# Mildly annoying smell...



## shallbe (Jan 16, 2012)

I know dogs smell. Regular dog smell doesn't bother me.

I've read a few places that cockers have a problem with smell.

Tweed has a smell. He is a cocker mix. It is covered up by the perfume they put on him at the groomer's for a week or so after grooming, but then it starts to increase and become noticeable. Most of the time it is not horrible, but he would be a more pleasant doggie to be around if he didn't have it.

I have tried to locate it's source. When he is groomed, we ask them to leave his beard and ears and topknot except just trimming them (we like his lion-headed look, and his dreadlock look when it's almost time for grooming again!). I have sniffed all over his body and can't find the source, but I think it might be either his breath or just his general face area. He doesn't seem to have any skin problems.

I clean his eye discharge about once a week, or more often if he is playing in dirt and getting it gooped up. When I do this, I also take a dog cleaning wipe and clean his beard and face. It seems to help for a day or so. His ears are clear.

Any thoughts on what this might be and how I can make it more pleasant for us to be around?

--- LISTING ---
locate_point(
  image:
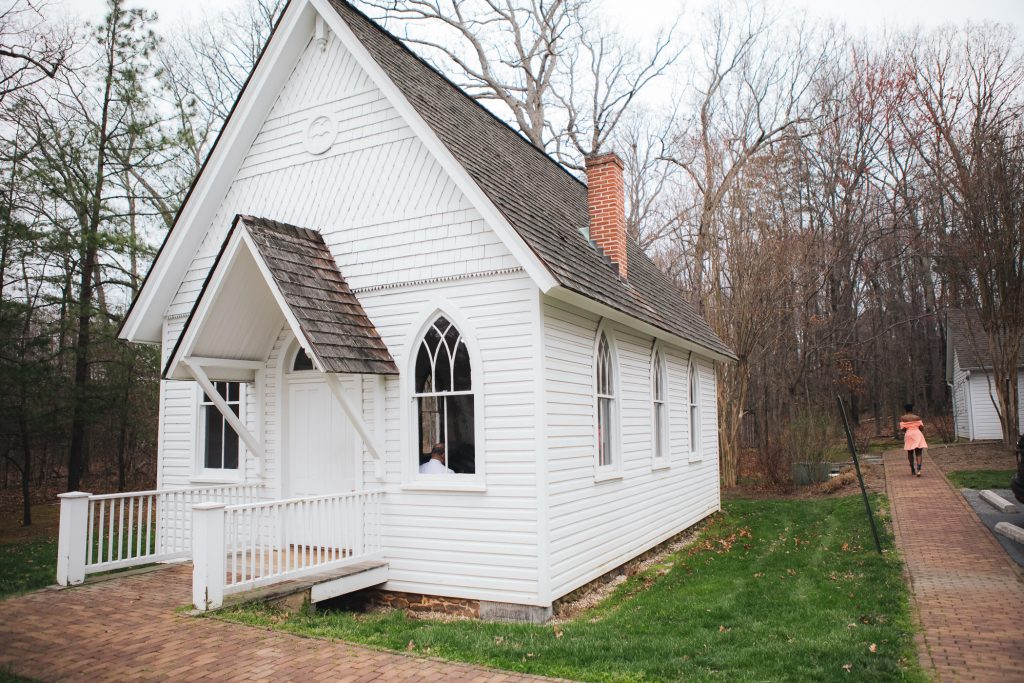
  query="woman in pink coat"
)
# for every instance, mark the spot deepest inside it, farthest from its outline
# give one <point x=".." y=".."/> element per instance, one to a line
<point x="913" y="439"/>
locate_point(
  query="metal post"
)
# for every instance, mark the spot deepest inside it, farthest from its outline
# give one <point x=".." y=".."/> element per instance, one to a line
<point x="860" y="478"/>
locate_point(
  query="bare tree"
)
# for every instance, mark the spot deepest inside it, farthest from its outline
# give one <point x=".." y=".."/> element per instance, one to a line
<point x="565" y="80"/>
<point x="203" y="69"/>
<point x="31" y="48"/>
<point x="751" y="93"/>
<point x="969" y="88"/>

==

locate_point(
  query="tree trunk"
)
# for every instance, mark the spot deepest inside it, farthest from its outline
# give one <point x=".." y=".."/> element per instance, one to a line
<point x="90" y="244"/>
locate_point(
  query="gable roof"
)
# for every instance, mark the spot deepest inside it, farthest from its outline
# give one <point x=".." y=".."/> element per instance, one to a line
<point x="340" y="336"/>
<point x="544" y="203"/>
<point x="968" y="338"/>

--- SET TASKS ---
1 – According to the forum post, how often does the writer clean Tweed's eye discharge?
2 – Retype the forum post from "I've read a" up to and including "didn't have it.".
Answer from the forum post alone.

--- RESULTS ---
1 – About once a week, or more often if he is playing in dirt and getting it gooped up.

2 –
I've read a few places that cockers have a problem with smell.

Tweed has a smell. He is a cocker mix. It is covered up by the perfume they put on him at the groomer's for a week or so after grooming, but then it starts to increase and become noticeable. Most of the time it is not horrible, but he would be a more pleasant doggie to be around if he didn't have it.